** Set exercise **
List the rows below as a numbered list with blank lines omitted, from the start of the rows up to and including the line with "0,79 -> 390,166". Leave the pictures out.

====== Working data ======

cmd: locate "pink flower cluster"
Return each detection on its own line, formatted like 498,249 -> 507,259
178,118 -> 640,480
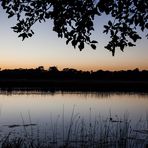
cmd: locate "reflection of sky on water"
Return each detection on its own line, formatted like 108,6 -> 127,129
0,92 -> 148,142
0,92 -> 148,147
0,93 -> 148,124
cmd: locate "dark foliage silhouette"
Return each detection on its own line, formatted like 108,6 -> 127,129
0,0 -> 148,55
0,66 -> 148,92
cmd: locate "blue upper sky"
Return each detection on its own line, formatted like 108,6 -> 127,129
0,8 -> 148,70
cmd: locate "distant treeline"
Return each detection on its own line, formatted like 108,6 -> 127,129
0,66 -> 148,81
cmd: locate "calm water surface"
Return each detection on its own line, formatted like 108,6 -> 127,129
0,91 -> 148,148
0,92 -> 148,125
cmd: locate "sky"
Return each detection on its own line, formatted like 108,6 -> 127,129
0,8 -> 148,71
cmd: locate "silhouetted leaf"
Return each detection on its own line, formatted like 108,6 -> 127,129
91,44 -> 96,49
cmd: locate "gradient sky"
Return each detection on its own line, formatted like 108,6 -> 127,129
0,8 -> 148,71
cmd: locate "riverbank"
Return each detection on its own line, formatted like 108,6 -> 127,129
0,79 -> 148,92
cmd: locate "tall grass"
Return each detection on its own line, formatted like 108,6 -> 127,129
0,111 -> 148,148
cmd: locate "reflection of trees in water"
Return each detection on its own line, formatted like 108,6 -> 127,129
0,88 -> 148,99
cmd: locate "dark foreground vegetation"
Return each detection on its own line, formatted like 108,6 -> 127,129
0,111 -> 148,148
0,66 -> 148,92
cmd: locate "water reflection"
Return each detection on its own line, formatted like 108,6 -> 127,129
0,91 -> 148,147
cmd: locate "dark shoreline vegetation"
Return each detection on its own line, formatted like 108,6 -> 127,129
0,66 -> 148,92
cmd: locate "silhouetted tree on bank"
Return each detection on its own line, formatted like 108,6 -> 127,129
0,66 -> 148,82
0,0 -> 148,55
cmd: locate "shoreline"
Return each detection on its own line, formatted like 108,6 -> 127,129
0,79 -> 148,92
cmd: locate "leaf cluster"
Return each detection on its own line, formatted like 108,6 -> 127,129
0,0 -> 148,55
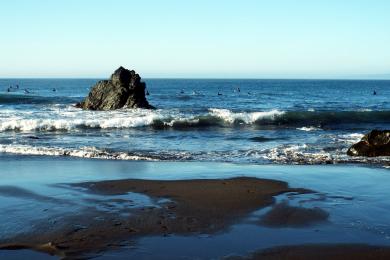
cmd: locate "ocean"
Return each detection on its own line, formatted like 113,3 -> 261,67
0,79 -> 390,166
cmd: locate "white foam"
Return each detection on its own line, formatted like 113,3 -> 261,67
209,108 -> 285,124
0,106 -> 284,132
297,126 -> 322,132
0,144 -> 156,161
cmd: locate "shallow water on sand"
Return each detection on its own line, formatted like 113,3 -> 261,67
0,157 -> 390,259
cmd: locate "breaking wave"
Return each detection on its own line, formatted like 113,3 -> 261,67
0,144 -> 157,161
0,107 -> 390,132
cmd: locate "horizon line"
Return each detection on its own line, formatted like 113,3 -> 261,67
0,75 -> 390,81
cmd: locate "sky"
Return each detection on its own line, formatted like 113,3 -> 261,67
0,0 -> 390,79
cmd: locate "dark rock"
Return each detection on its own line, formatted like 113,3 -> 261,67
76,67 -> 155,110
347,130 -> 390,157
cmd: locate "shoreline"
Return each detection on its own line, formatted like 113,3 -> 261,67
0,157 -> 390,259
0,177 -> 315,258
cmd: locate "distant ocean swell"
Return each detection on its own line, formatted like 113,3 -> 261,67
0,108 -> 390,132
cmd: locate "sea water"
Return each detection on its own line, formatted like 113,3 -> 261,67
0,79 -> 390,165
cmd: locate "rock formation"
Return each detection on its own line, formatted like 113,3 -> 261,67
76,67 -> 155,110
347,130 -> 390,157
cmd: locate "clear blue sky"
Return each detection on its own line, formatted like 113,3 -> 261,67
0,0 -> 390,78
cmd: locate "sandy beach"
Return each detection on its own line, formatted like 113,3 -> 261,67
0,158 -> 390,259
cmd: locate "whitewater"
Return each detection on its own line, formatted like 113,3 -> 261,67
0,79 -> 390,167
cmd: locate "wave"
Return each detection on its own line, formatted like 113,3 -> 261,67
0,107 -> 390,131
0,144 -> 157,161
0,93 -> 80,105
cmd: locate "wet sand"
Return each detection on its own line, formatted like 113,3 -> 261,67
225,244 -> 390,260
0,177 -> 310,258
0,160 -> 390,259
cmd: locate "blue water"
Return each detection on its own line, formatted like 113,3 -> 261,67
0,79 -> 390,165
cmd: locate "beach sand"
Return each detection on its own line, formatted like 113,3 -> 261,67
0,160 -> 390,259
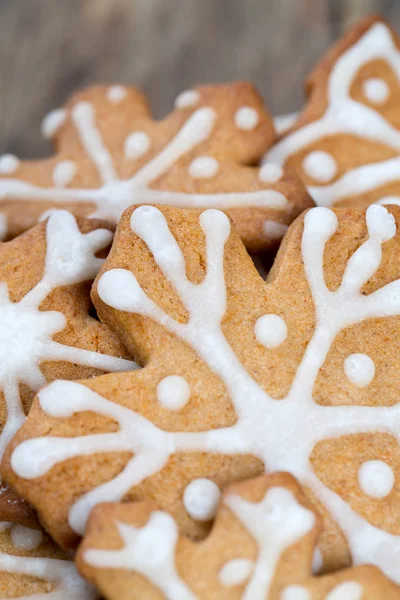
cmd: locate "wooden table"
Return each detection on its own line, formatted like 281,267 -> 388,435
0,0 -> 400,157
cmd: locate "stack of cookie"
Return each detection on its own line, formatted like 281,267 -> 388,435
0,18 -> 400,600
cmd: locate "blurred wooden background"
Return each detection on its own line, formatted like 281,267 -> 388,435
0,0 -> 400,157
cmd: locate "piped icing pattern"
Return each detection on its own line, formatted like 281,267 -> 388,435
266,21 -> 400,206
0,210 -> 134,457
0,86 -> 311,248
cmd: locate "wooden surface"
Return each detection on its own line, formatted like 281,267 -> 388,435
0,0 -> 400,157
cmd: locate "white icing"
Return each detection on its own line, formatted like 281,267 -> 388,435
84,511 -> 196,600
358,460 -> 395,498
0,102 -> 291,222
344,354 -> 375,388
0,211 -> 132,457
254,314 -> 287,348
175,90 -> 200,108
107,85 -> 127,104
280,585 -> 312,600
303,151 -> 337,183
263,220 -> 288,240
157,375 -> 190,410
11,525 -> 43,551
258,163 -> 283,183
0,213 -> 8,242
0,154 -> 20,174
266,22 -> 400,206
40,108 -> 68,140
10,205 -> 400,584
325,581 -> 364,600
188,156 -> 219,179
53,160 -> 78,187
363,77 -> 390,104
183,478 -> 221,521
124,131 -> 151,160
218,558 -> 254,587
311,548 -> 324,575
235,106 -> 260,131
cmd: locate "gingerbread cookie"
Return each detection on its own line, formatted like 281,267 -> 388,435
0,82 -> 313,252
3,205 -> 400,581
266,17 -> 400,207
77,473 -> 400,600
0,510 -> 98,600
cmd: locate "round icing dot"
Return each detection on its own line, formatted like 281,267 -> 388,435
344,354 -> 375,388
11,525 -> 43,550
0,154 -> 20,174
175,90 -> 200,108
263,219 -> 288,240
107,85 -> 127,104
218,558 -> 254,587
358,460 -> 394,498
183,478 -> 221,521
235,106 -> 260,131
254,314 -> 287,348
53,160 -> 78,187
40,108 -> 67,140
124,131 -> 151,160
311,548 -> 324,575
303,150 -> 337,183
325,581 -> 364,600
157,375 -> 190,410
258,163 -> 283,183
189,156 -> 219,179
280,585 -> 311,600
363,77 -> 390,104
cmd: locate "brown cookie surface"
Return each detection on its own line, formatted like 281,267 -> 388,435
0,82 -> 313,252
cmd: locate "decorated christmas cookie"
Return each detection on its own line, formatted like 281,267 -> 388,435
0,510 -> 98,600
266,17 -> 400,207
3,205 -> 400,580
0,83 -> 312,251
77,473 -> 400,600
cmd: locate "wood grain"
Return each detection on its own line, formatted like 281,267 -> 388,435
0,0 -> 400,157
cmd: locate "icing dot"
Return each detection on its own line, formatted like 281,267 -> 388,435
311,548 -> 324,575
157,375 -> 190,410
235,106 -> 260,131
303,151 -> 337,183
263,220 -> 288,240
11,525 -> 43,550
218,558 -> 254,587
0,154 -> 20,173
254,314 -> 287,348
183,478 -> 221,521
189,156 -> 219,179
358,460 -> 394,498
175,90 -> 200,108
40,108 -> 67,140
363,77 -> 390,104
258,163 -> 283,183
325,581 -> 364,600
344,354 -> 375,388
124,131 -> 151,160
107,85 -> 127,104
280,585 -> 311,600
53,160 -> 78,187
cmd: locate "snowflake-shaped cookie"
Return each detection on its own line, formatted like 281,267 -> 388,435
0,83 -> 312,251
3,205 -> 400,580
266,17 -> 400,207
78,473 -> 400,600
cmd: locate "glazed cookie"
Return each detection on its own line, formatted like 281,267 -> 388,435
266,17 -> 400,207
0,511 -> 98,600
3,205 -> 400,580
77,473 -> 400,600
0,82 -> 313,251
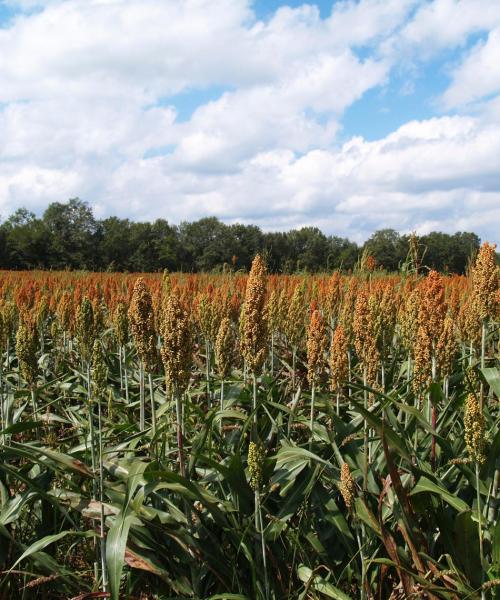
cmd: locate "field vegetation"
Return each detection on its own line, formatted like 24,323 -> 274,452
0,237 -> 500,600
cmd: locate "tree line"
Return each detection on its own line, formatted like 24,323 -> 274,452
0,198 -> 488,273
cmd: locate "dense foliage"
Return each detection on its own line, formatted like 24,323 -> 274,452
0,238 -> 500,600
0,199 -> 486,274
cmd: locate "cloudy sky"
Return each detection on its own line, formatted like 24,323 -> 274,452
0,0 -> 500,242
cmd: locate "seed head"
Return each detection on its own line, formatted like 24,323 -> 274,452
76,297 -> 95,362
113,302 -> 128,346
464,394 -> 486,464
247,442 -> 266,491
92,340 -> 108,396
413,324 -> 432,393
307,310 -> 327,385
339,277 -> 358,339
128,277 -> 156,371
330,325 -> 349,392
340,463 -> 356,512
285,282 -> 306,348
56,292 -> 73,332
215,317 -> 236,380
160,291 -> 193,393
472,242 -> 500,321
325,271 -> 342,321
399,288 -> 420,352
240,255 -> 268,373
435,314 -> 458,377
16,313 -> 38,386
352,290 -> 380,387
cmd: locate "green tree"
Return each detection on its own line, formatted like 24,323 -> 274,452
2,208 -> 51,269
363,229 -> 408,271
43,198 -> 99,269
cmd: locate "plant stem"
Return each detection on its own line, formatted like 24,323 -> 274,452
139,360 -> 146,431
148,373 -> 156,437
97,394 -> 108,592
309,381 -> 316,452
476,460 -> 486,600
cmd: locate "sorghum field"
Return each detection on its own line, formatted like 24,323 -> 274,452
0,244 -> 500,600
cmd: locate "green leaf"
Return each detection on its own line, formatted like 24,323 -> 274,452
297,565 -> 352,600
9,529 -> 85,572
410,477 -> 469,512
106,510 -> 135,600
481,367 -> 500,398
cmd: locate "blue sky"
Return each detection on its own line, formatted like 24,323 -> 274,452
0,0 -> 500,241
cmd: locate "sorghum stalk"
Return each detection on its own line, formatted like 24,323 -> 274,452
160,291 -> 192,477
307,310 -> 327,451
464,394 -> 485,598
92,340 -> 108,592
128,277 -> 156,431
215,317 -> 235,431
240,255 -> 268,597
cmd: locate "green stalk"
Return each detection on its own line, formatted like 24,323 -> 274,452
118,344 -> 123,392
123,346 -> 129,404
309,381 -> 316,452
479,319 -> 488,410
205,338 -> 211,410
363,366 -> 369,492
476,460 -> 486,600
219,379 -> 224,434
174,390 -> 186,477
87,362 -> 99,582
148,373 -> 156,437
139,360 -> 146,431
31,384 -> 40,439
255,490 -> 269,600
97,394 -> 108,592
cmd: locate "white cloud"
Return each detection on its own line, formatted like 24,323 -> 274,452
443,27 -> 500,108
0,0 -> 500,246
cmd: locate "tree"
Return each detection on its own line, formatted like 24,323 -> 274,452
364,229 -> 408,271
43,198 -> 99,269
2,208 -> 49,269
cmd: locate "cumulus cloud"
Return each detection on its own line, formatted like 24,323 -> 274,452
0,0 -> 500,240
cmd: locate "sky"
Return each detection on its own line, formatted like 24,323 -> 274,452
0,0 -> 500,243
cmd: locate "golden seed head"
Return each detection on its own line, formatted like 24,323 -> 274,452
75,297 -> 95,362
240,255 -> 268,373
113,302 -> 128,346
435,313 -> 458,377
352,290 -> 379,386
464,394 -> 486,464
160,291 -> 193,393
307,310 -> 327,385
161,269 -> 172,300
413,324 -> 432,393
2,301 -> 18,339
399,288 -> 420,352
472,242 -> 500,321
458,294 -> 481,346
56,292 -> 73,332
195,292 -> 218,342
418,271 -> 447,340
329,325 -> 349,392
215,317 -> 236,380
339,277 -> 359,339
92,340 -> 108,396
16,313 -> 38,386
325,271 -> 342,320
285,282 -> 306,348
340,463 -> 356,512
267,290 -> 281,333
247,442 -> 266,491
128,277 -> 156,371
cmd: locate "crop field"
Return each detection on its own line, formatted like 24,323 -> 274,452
0,243 -> 500,600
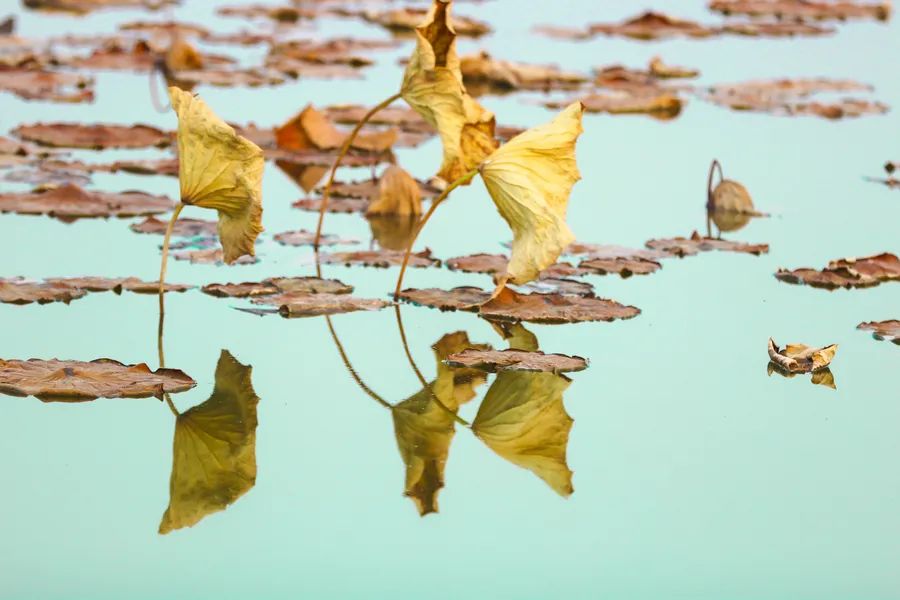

======

** Solution to the problem **
1. cmd: locate "pink flower cluster"
2. Return each detection on its own line, formatted like 498,249 -> 507,259
3. 178,118 -> 640,480
4. cmd: locate "reflection of sky on water"
5. Return each detection on its own line, formatted like 108,6 -> 127,129
6. 0,92 -> 148,142
7. 0,92 -> 148,147
8. 0,93 -> 148,124
9. cmd: locate "dark foliage silhouette"
10. Return each detection on its own line, formatted like 108,6 -> 127,129
11. 0,0 -> 148,55
12. 0,66 -> 148,92
13. cmd: locate "blue upper sky"
14. Return each detection on its own line, formatted like 108,6 -> 127,129
15. 0,8 -> 148,70
16. cmd: locate "distant treeline"
17. Return each detection on its own line, formatted like 108,6 -> 127,129
18. 0,66 -> 148,81
19. cmd: locate "calm water surface"
20. Return each detection on its own line, formatted like 108,6 -> 127,129
21. 0,91 -> 148,148
22. 0,92 -> 148,125
23. cmd: locate "sky"
24. Return each detection on its own line, formatted like 108,6 -> 127,129
25. 0,8 -> 148,71
26. cmd: locate "silhouetted leaf"
27. Return each detection on its own line, formatted like 108,6 -> 127,129
28. 91,44 -> 96,49
29. cmd: locate "gradient sky"
30. Return each detection on its own line, formatted like 108,6 -> 127,129
31. 0,8 -> 148,71
32. cmd: locate "riverbank"
33. Return each detection on its own line, formatted like 108,6 -> 127,129
34. 0,79 -> 148,92
35. cmd: locate "tall grass"
36. Return each detection on its own line, formatted like 108,6 -> 127,129
37. 0,111 -> 148,148
38. cmd: locate "reflection of trees in water"
39. Return each detection on its own line, formatted like 108,6 -> 127,129
40. 0,88 -> 148,99
41. cmd: locate "dark foreground vegetation"
42. Return each detection on its own line, formatted like 108,6 -> 127,129
43. 0,111 -> 148,148
44. 0,66 -> 148,92
45. cmd: locate "water reflection"
46. Return each detection on its own line, formatted like 108,6 -> 127,129
47. 0,91 -> 148,147
48. cmd: locate "dark shoreline vegetation"
49. Return each detection on its own line, formatted like 108,6 -> 127,129
50. 0,66 -> 148,92
51. cmd: locate "silhouetted tree on bank"
52. Return each detection on its own line, formatted like 108,6 -> 127,129
53. 0,66 -> 148,82
54. 0,0 -> 148,55
55. cmd: locate "shoreline"
56. Return each detection on its own line, formatted like 108,6 -> 127,129
57. 0,79 -> 148,92
58. cmd: locate "leaf cluster"
59. Return each detection on its own line, formatted like 108,6 -> 127,129
60. 0,0 -> 148,55
61. cmd: locate "ocean"
62. Return each detection on its own line, formatted like 113,3 -> 261,67
63. 0,79 -> 390,166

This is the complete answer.